▶ Brief:
Look through the data below and extract, unchanged, the lines from the one that contains "column 221, row 76" to the one that contains "column 412, row 615", both included.

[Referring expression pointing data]
____________

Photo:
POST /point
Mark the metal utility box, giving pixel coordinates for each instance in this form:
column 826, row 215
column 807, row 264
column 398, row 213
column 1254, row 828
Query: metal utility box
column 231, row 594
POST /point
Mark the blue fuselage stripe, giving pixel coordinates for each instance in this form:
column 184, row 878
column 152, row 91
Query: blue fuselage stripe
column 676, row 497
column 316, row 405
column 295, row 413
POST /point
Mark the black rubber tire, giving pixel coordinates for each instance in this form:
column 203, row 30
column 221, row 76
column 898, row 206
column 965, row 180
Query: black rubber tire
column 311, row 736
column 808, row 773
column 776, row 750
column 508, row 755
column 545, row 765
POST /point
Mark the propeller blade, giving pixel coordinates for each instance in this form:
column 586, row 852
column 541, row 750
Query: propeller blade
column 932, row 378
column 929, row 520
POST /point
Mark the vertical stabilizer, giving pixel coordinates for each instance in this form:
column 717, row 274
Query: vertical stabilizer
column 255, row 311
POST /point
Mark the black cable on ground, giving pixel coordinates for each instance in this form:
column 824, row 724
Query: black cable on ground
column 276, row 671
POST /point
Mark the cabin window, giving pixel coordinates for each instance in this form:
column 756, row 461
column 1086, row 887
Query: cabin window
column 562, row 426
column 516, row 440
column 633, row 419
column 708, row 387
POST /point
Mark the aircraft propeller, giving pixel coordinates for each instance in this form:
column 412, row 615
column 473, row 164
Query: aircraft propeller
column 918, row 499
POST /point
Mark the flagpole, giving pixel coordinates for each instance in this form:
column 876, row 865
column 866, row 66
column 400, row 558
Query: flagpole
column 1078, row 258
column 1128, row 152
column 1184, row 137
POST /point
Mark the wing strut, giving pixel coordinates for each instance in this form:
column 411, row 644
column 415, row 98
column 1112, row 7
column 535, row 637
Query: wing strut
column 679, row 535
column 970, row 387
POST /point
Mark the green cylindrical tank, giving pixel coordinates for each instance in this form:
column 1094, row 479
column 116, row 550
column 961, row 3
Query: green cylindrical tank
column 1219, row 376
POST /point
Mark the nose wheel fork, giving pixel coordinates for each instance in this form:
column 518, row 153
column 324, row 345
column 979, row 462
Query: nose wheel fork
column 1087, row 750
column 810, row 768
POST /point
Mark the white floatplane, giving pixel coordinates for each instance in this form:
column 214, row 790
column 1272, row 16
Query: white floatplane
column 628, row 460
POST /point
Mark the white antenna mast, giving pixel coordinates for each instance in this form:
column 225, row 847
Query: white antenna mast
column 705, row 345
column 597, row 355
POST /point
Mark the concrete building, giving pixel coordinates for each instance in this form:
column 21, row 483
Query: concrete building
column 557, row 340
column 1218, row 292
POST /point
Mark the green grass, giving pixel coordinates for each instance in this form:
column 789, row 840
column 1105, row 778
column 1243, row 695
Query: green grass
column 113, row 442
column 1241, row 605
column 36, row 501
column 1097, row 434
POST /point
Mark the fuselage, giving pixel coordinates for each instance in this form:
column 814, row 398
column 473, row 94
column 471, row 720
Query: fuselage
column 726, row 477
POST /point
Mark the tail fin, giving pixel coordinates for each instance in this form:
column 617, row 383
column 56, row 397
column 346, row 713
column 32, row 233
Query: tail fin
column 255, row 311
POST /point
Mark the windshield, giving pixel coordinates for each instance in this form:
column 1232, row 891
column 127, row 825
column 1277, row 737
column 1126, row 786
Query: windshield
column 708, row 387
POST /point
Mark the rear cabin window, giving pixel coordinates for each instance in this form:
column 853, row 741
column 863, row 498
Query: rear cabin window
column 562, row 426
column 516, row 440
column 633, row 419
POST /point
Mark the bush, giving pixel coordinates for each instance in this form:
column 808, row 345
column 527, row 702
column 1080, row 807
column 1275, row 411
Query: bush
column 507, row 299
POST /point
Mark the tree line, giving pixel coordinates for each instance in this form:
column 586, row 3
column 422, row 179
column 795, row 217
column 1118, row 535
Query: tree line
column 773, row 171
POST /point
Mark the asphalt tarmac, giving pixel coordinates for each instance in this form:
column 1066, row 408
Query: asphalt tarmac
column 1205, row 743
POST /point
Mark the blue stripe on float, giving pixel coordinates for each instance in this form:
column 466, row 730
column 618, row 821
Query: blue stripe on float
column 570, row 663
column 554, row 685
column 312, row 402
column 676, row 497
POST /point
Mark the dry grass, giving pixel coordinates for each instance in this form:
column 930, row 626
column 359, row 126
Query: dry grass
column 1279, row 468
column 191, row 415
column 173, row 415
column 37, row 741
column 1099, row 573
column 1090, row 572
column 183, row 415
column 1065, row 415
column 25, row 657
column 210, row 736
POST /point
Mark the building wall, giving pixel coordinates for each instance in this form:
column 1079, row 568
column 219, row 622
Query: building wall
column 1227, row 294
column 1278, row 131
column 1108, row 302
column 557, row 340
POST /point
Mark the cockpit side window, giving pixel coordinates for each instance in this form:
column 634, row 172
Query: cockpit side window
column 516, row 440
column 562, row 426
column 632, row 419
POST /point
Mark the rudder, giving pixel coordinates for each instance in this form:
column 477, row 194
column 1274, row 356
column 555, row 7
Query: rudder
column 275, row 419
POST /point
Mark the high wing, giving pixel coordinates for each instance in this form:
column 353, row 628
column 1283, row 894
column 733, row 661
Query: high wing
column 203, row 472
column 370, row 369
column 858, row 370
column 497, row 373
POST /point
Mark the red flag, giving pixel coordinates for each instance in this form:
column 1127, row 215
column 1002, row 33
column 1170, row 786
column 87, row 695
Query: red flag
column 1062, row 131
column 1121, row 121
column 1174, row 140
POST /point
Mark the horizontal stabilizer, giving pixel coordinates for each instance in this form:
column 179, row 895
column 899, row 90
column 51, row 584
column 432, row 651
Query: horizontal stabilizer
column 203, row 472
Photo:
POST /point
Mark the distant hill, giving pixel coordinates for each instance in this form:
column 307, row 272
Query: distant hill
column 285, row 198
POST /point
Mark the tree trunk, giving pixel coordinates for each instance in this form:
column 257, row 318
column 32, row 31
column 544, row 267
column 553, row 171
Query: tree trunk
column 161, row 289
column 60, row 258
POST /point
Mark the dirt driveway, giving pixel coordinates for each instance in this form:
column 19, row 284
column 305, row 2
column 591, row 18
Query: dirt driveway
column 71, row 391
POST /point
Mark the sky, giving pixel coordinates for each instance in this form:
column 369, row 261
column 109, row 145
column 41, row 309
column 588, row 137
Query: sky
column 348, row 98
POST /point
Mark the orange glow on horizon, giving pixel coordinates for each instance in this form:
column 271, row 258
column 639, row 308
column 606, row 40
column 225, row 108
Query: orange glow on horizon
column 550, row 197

____________

▶ Exercise output:
column 221, row 76
column 898, row 206
column 965, row 180
Query: black rubber tire
column 311, row 736
column 808, row 773
column 776, row 750
column 508, row 755
column 545, row 765
POST /point
Mark the propeller blade, giving pixel coordinates for each instance in this form:
column 586, row 852
column 541, row 750
Query: propeller blade
column 932, row 378
column 929, row 520
POST /point
Mark the vertical stabilizer, giving pixel coordinates for each instance in this form:
column 717, row 274
Query: vertical stabilizer
column 255, row 311
POST /point
Mark the black cable on ground, giving pixel coordinates for each instance in this form:
column 824, row 724
Query: black cable on ground
column 276, row 671
POST /point
Mark the cabin window, giving pixel coordinates for each instance in this form:
column 756, row 461
column 1086, row 887
Query: cabin window
column 562, row 426
column 516, row 440
column 633, row 419
column 708, row 387
POST /point
Mark the aircraft propeller, giving pixel coordinates for each instance in this form:
column 412, row 615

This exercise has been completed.